### Estratto della pagina
┄┄┄┄┄┄

Bocciato ricorso della “Casertana Recuperi”, la società di famiglia della Farzati: si mette male per Iorio e Caparco

Bocciato ricorso della “Casertana Recuperi”, la società di famiglia della Farzati: si mette male per Iorio e Caparco

CALVI R./PIGNATARO M. – Il Tribunale amministrativo regionale della Campania di Napoli ha respinto anche il nuovo ricorso della “Casertana recuperi srl” (la società di famiglia della coordinatrice dell’ufficio del Giudice di Pace di Pignataro Maggiore, dottoressa Vittoria Farzati) contro l’interdittiva antimafia emessa dalla Prefettura di Caserta. In questo caso, la “Casertana recuperi srl” – con sede in Calvi Risorta – e Antonio Luca Iorio (figlio della dottoressa Farzati) si erano affidati all’avvocato Carlo Sarro, ma nemmeno il parlamentare, pezzo da novanta cosentiniano, è riuscito a fare il miracolo: durissima sconfitta su tutta la linea, ancora una volta.

Ecco di seguito il testo integrale della sentenza, depositata alla segreteria del Tar in data 23 gennaio 2014.

“REPUBBLICA ITALIANA

IN NOME DEL POPOLO ITALIANO

Il Tribunale Amministrativo Regionale della Campania

(Sezione Prima)

┄┄┄┄┄┄

### Consegna A
Rispondi alle seguenti domande sull'articolo relativo al ricorso della Casertana Recuperi.
(i) Quale prefettura ha emesso l'interdittiva antimafia?
(ii) In quale località ha sede la Casertana recuperi srl?
(iii) In che data è stata depositata la sentenza alla segreteria del Tar?
### Consegna B
Stabilisci se ciascuna affermazione concorda con l'articolo sul ricorso della Casertana Recuperi, riportando le parole decisive del testo.
(i) La società ha sede a Pignataro Maggiore.
(ii) Antonio Luca Iorio è figlio della dottoressa Farzati.
(iii) Il Tar ha accolto il nuovo ricorso della società.
### Consegna C
Prosegui l'articolo sul ricorso della Casertana Recuperi a partire dall'ultima riga riportata.
Il materiale che segue proviene da un'altra fonte.

### Dati forniti

┄┄┄┄┄┄

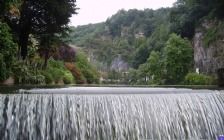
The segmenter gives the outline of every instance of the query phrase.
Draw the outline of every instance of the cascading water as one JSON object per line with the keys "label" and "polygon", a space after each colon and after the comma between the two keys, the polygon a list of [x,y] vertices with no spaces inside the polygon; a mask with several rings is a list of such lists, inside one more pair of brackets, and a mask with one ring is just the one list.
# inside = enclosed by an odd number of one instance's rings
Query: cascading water
{"label": "cascading water", "polygon": [[0,139],[217,139],[224,134],[222,91],[83,87],[26,92],[0,95]]}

┄┄┄┄┄┄

### Risposta scritta A
(i) La Prefettura di Caserta.
(ii) A Calvi Risorta.
(iii) Il 23 gennaio 2014.

### Risposta scritta B
(i) No: «con sede in Calvi Risorta».
(ii) Sì: «Antonio Luca Iorio (figlio della dottoressa Farzati)».
(iii) No: «ha respinto anche il nuovo ricorso della “Casertana recuperi srl”».

### Risposta scritta C
ha pronunciato la presente

SENTENZA

sul ricorso numero di registro generale 4089 del 2012, integrato da motivi aggiunti, proposto da:
Casertana Recuperi Srl, Antonio Luca Iorio, rappresentati e difesi dall’avv. Carlo Sarro, con domicilio eletto in Napoli, viale A. Gramsci, n. 19;

contro

U.T.G. – Prefettura di Caserta, Ministero dell’Interno, rappresentati e difesi per legge dall’Avvocatura di Stato, domiciliata presso la sede in Napoli, via Diaz, n. 11;

per l’annullamento

con ricorso introduttivo:

– del silenzio-rifiuto formatosi sull’istanza, inoltrata in data 25.7.2011 dalla Casertana recuperi s.r.l., ai sensi dell’art. 10, comma 8, d.p.r. 252/98, diretta ad ottenere l’aggiornamento del provvedimento interdittivo emesso in data 28 settembre 2009.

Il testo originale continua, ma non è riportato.